Work request: Can you retype the grief counseling passage from "When you take" to "cover grief counseling?", word for word?

After the death of a family member or close friend, most people experience devastating emotional and physical pain, and they might have difficulty functioning through daily life activities. For many, grief counseling, or bereavement therapy, helps them get through these difficult times, learn how to accept their loss and continue in life without their loved ones.
When you take part in grief counseling, you usually work with a counselor, therapist, psychologist, or a support group, to discuss and come to terms with your feelings and emotions. Grief counseling also helps you cultivate healthy coping strategies to manage your grief and to find outside support from others experiencing similar situations.
Grief counseling isn’t a solution for everyone, but it does provide many benefits for those who are struggling with bereavement, and Medicare insurance can help you cover these valuable services.
How does Medicare cover grief counseling?
Grief counseling is a mental health service that helps you if you’re having difficulty getting through your grief process.

Raw data:
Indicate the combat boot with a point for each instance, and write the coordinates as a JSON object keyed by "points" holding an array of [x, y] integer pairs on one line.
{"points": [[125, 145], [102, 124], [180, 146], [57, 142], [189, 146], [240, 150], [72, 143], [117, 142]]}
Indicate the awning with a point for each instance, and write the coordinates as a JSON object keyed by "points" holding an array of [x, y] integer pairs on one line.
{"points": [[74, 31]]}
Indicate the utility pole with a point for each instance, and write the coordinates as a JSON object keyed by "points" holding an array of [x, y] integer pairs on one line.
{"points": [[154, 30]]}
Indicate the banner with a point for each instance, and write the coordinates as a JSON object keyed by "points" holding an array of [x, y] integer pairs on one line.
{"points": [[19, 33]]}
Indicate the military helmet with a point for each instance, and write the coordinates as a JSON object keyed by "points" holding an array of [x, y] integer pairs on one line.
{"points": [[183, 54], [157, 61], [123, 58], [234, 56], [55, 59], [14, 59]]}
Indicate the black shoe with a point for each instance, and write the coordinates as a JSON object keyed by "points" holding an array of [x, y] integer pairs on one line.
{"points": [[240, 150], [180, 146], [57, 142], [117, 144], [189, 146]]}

Solution for this problem:
When you take part in grief counseling, you usually work with a counselor, therapist, psychologist, or a support group, to discuss and come to terms with your feelings and emotions. Grief counseling also helps you cultivate healthy coping strategies to manage your grief and to find outside support from others experiencing similar situations.
Grief counseling isn’t a solution for everyone, but it does provide many benefits for those who are struggling with bereavement, and Medicare insurance can help you cover these valuable services.
How does Medicare cover grief counseling?